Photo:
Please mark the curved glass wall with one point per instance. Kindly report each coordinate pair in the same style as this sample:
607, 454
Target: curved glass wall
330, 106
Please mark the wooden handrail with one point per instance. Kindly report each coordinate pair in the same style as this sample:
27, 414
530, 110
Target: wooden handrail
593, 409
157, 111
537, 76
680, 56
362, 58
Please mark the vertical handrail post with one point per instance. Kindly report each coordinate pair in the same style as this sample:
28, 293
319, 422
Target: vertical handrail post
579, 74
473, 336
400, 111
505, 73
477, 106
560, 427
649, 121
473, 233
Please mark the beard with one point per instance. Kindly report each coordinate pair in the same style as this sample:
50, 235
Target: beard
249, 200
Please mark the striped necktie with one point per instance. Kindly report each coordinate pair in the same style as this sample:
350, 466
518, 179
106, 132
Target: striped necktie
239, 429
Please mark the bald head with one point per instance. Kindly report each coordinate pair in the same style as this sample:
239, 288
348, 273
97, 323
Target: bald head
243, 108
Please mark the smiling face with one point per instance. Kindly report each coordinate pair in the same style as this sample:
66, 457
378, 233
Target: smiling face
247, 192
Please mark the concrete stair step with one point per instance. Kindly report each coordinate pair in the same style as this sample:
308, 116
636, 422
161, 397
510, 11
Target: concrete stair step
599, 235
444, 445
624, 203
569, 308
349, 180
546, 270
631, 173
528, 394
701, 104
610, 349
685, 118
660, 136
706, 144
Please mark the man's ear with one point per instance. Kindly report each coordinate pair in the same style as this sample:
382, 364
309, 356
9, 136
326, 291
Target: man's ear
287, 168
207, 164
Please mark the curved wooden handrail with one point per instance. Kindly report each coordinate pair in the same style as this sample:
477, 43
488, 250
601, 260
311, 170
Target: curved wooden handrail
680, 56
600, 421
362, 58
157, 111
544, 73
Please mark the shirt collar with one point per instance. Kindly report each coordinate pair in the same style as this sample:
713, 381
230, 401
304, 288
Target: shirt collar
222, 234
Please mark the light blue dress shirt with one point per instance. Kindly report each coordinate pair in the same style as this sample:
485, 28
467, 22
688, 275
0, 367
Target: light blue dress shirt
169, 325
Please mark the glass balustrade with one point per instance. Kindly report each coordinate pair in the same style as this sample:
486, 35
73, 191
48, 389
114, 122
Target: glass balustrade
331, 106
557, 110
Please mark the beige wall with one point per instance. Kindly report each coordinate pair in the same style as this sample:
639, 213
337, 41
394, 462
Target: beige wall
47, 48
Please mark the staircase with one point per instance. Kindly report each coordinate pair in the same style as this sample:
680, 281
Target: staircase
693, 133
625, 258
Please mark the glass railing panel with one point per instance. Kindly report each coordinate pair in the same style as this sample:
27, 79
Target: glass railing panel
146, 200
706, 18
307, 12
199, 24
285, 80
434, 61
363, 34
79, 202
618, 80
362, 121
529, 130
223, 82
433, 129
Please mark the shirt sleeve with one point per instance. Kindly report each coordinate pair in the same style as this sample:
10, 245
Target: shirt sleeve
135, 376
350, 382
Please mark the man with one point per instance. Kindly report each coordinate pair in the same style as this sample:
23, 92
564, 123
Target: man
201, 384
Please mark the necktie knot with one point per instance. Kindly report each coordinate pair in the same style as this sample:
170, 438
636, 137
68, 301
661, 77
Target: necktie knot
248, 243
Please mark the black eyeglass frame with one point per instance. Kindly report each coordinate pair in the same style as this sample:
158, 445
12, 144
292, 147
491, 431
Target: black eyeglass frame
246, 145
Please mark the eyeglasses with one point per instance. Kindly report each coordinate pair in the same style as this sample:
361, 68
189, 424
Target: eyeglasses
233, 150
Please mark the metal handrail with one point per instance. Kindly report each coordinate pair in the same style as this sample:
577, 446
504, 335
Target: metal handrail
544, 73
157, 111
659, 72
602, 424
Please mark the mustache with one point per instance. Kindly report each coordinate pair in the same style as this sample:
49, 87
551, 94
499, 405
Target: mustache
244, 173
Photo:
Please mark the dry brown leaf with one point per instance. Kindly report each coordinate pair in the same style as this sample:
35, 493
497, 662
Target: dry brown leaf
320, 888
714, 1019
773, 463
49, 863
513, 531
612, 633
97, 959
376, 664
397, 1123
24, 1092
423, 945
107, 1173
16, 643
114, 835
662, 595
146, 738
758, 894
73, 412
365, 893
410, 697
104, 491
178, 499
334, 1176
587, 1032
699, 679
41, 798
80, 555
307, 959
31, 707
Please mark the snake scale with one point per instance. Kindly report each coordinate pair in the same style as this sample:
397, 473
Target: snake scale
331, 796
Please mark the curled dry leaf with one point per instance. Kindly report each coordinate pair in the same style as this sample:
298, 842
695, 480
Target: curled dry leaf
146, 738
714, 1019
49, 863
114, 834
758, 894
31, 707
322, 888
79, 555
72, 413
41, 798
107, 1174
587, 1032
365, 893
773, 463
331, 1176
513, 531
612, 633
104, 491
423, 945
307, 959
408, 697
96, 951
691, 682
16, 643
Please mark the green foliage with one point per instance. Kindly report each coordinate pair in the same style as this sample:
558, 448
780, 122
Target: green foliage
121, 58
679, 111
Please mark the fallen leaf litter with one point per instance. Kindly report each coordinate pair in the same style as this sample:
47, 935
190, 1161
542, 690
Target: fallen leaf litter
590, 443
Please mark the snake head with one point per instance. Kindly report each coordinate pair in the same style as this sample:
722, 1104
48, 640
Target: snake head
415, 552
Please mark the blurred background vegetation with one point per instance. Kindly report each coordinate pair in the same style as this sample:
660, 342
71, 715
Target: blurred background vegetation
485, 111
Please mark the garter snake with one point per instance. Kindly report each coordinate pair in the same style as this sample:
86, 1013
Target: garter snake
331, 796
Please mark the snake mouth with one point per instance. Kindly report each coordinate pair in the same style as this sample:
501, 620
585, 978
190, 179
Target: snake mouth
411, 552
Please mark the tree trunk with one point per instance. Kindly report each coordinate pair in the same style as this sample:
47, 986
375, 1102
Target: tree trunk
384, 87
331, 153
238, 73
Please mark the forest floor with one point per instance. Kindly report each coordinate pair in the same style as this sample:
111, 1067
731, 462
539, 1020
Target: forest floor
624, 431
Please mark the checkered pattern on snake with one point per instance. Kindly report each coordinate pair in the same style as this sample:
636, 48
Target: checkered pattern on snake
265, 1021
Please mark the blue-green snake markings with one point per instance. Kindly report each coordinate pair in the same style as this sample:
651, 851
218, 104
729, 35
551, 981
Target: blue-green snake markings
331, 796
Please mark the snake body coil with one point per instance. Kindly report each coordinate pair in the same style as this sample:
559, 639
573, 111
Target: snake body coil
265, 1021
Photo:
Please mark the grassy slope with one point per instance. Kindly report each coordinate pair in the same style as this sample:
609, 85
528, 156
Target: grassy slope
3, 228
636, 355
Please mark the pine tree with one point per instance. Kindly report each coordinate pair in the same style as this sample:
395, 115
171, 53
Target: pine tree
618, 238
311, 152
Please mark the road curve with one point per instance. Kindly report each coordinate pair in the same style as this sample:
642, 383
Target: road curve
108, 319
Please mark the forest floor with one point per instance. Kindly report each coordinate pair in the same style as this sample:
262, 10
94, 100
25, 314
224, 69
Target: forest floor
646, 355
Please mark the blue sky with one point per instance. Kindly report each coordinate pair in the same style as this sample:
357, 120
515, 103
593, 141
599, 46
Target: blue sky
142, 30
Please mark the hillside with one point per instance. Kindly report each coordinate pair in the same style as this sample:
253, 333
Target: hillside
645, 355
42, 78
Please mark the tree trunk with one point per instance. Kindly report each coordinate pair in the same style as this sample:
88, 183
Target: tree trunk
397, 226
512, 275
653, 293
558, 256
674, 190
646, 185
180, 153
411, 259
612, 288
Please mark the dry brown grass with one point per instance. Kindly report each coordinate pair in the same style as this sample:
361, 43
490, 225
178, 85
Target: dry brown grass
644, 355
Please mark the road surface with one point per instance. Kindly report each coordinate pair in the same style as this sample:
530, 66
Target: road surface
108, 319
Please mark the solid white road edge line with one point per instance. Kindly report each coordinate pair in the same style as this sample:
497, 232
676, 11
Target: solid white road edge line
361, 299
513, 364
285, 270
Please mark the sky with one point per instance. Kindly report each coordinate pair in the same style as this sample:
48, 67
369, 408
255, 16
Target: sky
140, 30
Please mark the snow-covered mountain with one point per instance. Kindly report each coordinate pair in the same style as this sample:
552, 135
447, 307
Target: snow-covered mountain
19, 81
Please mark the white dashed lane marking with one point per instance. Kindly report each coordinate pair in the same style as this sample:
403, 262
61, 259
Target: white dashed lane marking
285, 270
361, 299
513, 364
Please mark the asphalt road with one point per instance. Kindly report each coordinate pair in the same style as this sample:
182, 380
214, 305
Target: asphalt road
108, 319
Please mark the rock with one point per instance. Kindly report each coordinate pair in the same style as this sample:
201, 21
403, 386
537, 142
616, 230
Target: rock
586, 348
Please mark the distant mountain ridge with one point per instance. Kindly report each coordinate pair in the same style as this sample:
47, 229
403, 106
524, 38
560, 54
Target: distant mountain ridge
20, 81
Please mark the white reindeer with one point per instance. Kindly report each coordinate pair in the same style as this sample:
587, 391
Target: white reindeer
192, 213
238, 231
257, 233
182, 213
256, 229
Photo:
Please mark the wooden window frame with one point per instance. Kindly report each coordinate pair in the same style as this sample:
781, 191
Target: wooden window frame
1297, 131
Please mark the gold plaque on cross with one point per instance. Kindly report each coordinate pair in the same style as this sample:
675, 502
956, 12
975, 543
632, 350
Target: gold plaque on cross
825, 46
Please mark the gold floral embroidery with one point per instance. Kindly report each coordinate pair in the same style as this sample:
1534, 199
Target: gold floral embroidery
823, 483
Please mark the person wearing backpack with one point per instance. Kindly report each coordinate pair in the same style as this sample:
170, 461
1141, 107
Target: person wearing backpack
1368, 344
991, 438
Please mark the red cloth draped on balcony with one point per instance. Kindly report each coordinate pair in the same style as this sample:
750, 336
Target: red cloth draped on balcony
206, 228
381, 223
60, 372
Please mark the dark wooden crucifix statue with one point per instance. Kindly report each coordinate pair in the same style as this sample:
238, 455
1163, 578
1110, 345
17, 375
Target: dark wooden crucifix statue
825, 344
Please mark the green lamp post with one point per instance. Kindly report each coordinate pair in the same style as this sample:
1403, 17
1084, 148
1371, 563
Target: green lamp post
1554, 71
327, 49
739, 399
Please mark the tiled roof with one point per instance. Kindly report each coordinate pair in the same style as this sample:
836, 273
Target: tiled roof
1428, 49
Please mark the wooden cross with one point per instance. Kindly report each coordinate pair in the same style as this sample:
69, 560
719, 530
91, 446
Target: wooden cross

########

* **OBJECTIVE**
Starting from the line containing "Please mark the distant", repeat each line through the end of the entries, exactly.

* **FINISHED TASK**
Please mark the distant mountain ridge with one point per instance. Kindly report each coordinate pair in the same style as this sample:
47, 229
403, 106
524, 38
560, 54
Target: distant mountain ridge
20, 81
Please mark the white reindeer with one point per instance. Kindly report each coordinate pair in the same style as this sample:
587, 391
Target: white reindeer
192, 213
238, 231
257, 233
182, 213
256, 229
Photo:
Please mark the wooden window frame with one point per instance. Kindly report each coordinate pair in the same style as this sample:
781, 191
Target: wooden window frame
1297, 131
Please mark the gold plaque on cross with one point per instance. Kindly report each coordinate pair in the same style as this sample:
675, 502
956, 12
975, 543
632, 350
Target: gold plaque on cross
825, 46
Please mark the gold floral embroidery with one point per instance. Kindly report each coordinate pair in the same style as this sample:
1534, 199
Target: gold floral embroidery
823, 483
Please mark the person wearing backpack with one point per instance. Kindly report each coordinate pair in the same style as this sample:
170, 461
1141, 107
Target: person wearing backpack
1368, 344
991, 438
Please mark the red cloth draped on balcony with one point per instance. Kindly report each coordinate pair in the same style as this sample:
750, 336
Target: red cloth draped on balcony
206, 228
381, 223
60, 372
Please mark the dark wooden crucifix statue with one point per instance. Kindly report each coordinate pair in the same style as this sample:
238, 455
1163, 578
1110, 345
17, 375
Target: dark wooden crucifix statue
825, 344
Please mark the green lamp post with one point per instance. Kindly report each coordinate pair in the same style as this sample:
1403, 17
1084, 148
1371, 563
Target: green lamp post
1554, 71
327, 49
739, 399
Please mark the tiled roof with one point per instance. Kindly report each coordinate pair in the same style as this sample:
836, 273
Target: tiled roof
1428, 49
Please mark the wooden cross with one point per instance. Kindly report each coordinate pair in the same style as this sample:
69, 560
719, 530
91, 446
Target: wooden cross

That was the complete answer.